## Text passage
[start]
There was the bizarre default and disqualification at the US Open in 2020 when he accidentally struck a line judge in the throat with an errant ball; and the controversial deportation from Melbourne 12 months ago which denied him the opportunity to defend his Australian Open title.

Now? Well, a heavily-strapped thigh for a hamstring injury Djokovic deemed only “God and the physio” could help him with seems to be the biggest barrier between the Serb and what looks like an increasingly inevitable 10th title at Melbourne Park.

Because, if the fourth seed produces another performance anywhere close to the one he inflicted on Alex De Minaur in the fourth round on Monday, then the rest of the field may as well pack their racquets and move on to the next tournament.

Ominously, Djokovic said the hamstring problem that had been serious enough for him to contemplate withdrawing last week had subsided. “Tonight it wasn't obvious that I was dealing with an injury,” he said. “I didn't feel anything today, so today was great.”
[end]
## Goal 1
Transcribe the stretch of the records from the line containing "Could you please point to the infant" through the end of the records, keeping every line identical.

## Coordinate annotation entries
[start]
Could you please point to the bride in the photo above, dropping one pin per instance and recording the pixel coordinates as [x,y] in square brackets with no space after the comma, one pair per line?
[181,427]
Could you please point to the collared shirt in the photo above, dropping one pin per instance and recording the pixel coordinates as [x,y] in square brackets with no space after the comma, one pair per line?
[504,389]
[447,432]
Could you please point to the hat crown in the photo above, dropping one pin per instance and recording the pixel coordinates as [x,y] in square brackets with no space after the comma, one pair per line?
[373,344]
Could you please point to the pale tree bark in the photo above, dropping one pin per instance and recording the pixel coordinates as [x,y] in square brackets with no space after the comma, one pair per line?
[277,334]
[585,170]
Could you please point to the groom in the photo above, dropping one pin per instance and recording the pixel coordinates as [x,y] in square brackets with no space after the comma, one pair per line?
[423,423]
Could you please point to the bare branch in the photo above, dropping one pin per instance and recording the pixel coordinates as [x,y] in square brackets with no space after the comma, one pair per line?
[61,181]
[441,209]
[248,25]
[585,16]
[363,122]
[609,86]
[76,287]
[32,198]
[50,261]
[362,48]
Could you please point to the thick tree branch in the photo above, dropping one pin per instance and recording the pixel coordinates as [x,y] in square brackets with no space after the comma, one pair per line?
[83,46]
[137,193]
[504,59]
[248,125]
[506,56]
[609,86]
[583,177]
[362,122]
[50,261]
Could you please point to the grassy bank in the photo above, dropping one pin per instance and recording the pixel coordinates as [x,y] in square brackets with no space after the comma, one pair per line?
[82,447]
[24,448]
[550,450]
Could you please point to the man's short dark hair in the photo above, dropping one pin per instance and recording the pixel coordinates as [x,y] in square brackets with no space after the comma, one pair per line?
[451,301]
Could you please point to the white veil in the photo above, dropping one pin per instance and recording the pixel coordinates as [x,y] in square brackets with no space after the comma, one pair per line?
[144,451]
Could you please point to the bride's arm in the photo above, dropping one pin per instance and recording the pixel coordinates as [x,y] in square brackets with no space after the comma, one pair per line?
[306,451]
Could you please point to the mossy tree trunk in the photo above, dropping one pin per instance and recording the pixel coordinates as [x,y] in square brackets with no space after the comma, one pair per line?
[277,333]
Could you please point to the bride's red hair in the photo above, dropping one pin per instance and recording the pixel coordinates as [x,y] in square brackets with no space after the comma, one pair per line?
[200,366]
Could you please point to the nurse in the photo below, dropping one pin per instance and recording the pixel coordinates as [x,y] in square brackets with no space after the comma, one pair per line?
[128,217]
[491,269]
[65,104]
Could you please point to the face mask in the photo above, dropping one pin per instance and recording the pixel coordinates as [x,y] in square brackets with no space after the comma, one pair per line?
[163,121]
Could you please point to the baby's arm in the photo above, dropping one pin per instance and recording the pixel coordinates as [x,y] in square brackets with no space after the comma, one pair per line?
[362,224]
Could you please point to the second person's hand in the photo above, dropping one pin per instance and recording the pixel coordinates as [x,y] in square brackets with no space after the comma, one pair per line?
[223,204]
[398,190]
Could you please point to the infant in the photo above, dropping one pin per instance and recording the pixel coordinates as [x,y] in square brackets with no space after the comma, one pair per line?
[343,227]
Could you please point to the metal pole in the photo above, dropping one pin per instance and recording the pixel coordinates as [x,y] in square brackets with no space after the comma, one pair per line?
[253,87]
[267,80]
[end]
## Goal 2
List every phrase or sentence that the tennis passage places inside quotation marks.

## Exercise solution 1
Could you please point to the infant in the photo above, dropping one pin per instance and recording the pixel coordinates as [x,y] in square brackets with no space after the comma, one pair per line?
[343,227]
Could you please point to the metal pole in the photo above, dropping one pin per instance and recording the pixel coordinates as [x,y] in square brackets with no space after the comma, one pair per line?
[253,87]
[267,80]

## Exercise solution 2
- God and the physio
- Tonight it wasn't obvious that I was dealing with an injury,
- I didn't feel anything today, so today was great.